→ Request
Return the records exactly as they are.

....................

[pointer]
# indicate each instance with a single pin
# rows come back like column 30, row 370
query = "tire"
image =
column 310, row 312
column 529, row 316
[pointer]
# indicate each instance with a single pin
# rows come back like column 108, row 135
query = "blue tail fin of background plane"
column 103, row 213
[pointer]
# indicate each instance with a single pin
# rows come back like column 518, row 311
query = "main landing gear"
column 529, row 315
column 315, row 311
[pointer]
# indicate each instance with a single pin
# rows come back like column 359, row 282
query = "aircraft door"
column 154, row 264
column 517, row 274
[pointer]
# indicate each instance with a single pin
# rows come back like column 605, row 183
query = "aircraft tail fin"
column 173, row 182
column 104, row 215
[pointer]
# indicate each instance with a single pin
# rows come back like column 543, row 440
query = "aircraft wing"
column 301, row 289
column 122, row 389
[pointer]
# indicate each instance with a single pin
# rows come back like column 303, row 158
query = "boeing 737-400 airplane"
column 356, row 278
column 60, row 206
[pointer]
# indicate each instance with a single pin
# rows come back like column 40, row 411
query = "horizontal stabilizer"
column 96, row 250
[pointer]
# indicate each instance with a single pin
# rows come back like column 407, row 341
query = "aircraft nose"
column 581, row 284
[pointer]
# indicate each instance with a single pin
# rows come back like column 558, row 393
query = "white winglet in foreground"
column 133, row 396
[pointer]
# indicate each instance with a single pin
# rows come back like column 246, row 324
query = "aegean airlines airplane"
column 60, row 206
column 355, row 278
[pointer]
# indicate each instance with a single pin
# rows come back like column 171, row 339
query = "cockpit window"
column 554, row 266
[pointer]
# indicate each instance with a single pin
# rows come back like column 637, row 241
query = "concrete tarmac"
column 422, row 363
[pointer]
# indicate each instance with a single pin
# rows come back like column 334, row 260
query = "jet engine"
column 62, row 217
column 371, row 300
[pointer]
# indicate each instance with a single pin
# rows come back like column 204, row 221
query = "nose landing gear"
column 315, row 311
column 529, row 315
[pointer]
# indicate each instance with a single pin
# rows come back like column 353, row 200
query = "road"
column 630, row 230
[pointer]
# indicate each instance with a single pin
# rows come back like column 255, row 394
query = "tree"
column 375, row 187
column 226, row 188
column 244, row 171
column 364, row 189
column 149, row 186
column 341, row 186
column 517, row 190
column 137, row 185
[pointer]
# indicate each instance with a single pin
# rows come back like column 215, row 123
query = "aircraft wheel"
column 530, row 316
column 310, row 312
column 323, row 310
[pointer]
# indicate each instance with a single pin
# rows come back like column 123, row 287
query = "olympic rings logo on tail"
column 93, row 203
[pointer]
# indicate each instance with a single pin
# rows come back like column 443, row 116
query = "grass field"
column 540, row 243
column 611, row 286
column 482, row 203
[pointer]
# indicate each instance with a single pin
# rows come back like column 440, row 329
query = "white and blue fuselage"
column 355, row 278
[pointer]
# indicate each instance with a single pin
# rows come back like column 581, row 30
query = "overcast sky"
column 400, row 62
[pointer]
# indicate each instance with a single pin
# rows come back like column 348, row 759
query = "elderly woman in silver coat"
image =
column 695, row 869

....................

→ Reply to the task
[pointer]
# indicate each instance with a single pin
# rows come back like column 30, row 370
query = "tire"
image =
column 310, row 312
column 529, row 316
[pointer]
# indicate each instance with a single pin
# rows come back like column 108, row 135
query = "blue tail fin of background plane"
column 103, row 213
[pointer]
# indicate each instance with a single pin
# rows come back like column 518, row 311
query = "main landing gear"
column 529, row 315
column 315, row 311
[pointer]
# indicate each instance with a single pin
# rows come back like column 359, row 282
query = "aircraft door"
column 154, row 264
column 517, row 274
[pointer]
# indicate each instance with a single pin
# rows come back like column 605, row 183
query = "aircraft tail fin"
column 173, row 182
column 104, row 215
[pointer]
# indicate each instance with a single pin
# rows come back like column 543, row 440
query = "aircraft wing"
column 301, row 289
column 122, row 389
[pointer]
# indicate each instance with a single pin
# rows come back like column 303, row 158
query = "boeing 737-400 airplane"
column 356, row 278
column 60, row 206
[pointer]
# indicate each instance with a single pin
# rows come back like column 40, row 411
query = "horizontal stabilizer"
column 96, row 250
[pointer]
# indicate each instance with a single pin
# rows come back like column 407, row 341
query = "aircraft nose"
column 581, row 284
[pointer]
# indicate each instance with a single pin
# rows come back like column 558, row 393
query = "white winglet in foreground"
column 133, row 396
[pointer]
# indicate each instance with a single pin
# rows come back like column 246, row 324
query = "aegean airlines airplane"
column 60, row 206
column 355, row 278
[pointer]
# indicate each instance with a single pin
# rows come back like column 171, row 339
query = "cockpit window"
column 554, row 266
[pointer]
# indicate each instance with a single pin
# rows come back like column 637, row 241
query = "concrete tarmac"
column 422, row 363
[pointer]
# indicate each instance with a single pin
# rows come back like column 334, row 260
query = "jet engine"
column 62, row 217
column 371, row 300
[pointer]
# indicate each instance with a single pin
# rows come back like column 204, row 221
query = "nose landing gear"
column 315, row 311
column 529, row 315
[pointer]
# indicate each instance with a single pin
# rows come back like column 353, row 200
query = "road"
column 630, row 230
[pointer]
# indicate each instance with a single pin
# rows come back like column 255, row 394
query = "tree"
column 375, row 187
column 226, row 188
column 244, row 171
column 364, row 189
column 149, row 186
column 341, row 186
column 517, row 190
column 137, row 185
[pointer]
# indicate each instance with a single pin
# rows come back like column 215, row 123
query = "aircraft wheel"
column 530, row 316
column 310, row 312
column 323, row 310
[pointer]
# indicate each instance with a single pin
# rows come back like column 123, row 287
query = "olympic rings logo on tail"
column 93, row 203
[pointer]
# indicate each instance with a single pin
# rows come back like column 443, row 116
query = "grass field"
column 540, row 243
column 611, row 286
column 482, row 203
[pointer]
# indicate each instance with a single pin
# rows come back like column 440, row 329
query = "white and blue fuselage"
column 355, row 278
[pointer]
# indicate each instance with a single pin
# rows come back like column 581, row 30
query = "overcast sky"
column 400, row 62
[pointer]
# indicate each instance with a single pin
# rows come back like column 348, row 759
query = "elderly woman in silver coat"
image =
column 695, row 869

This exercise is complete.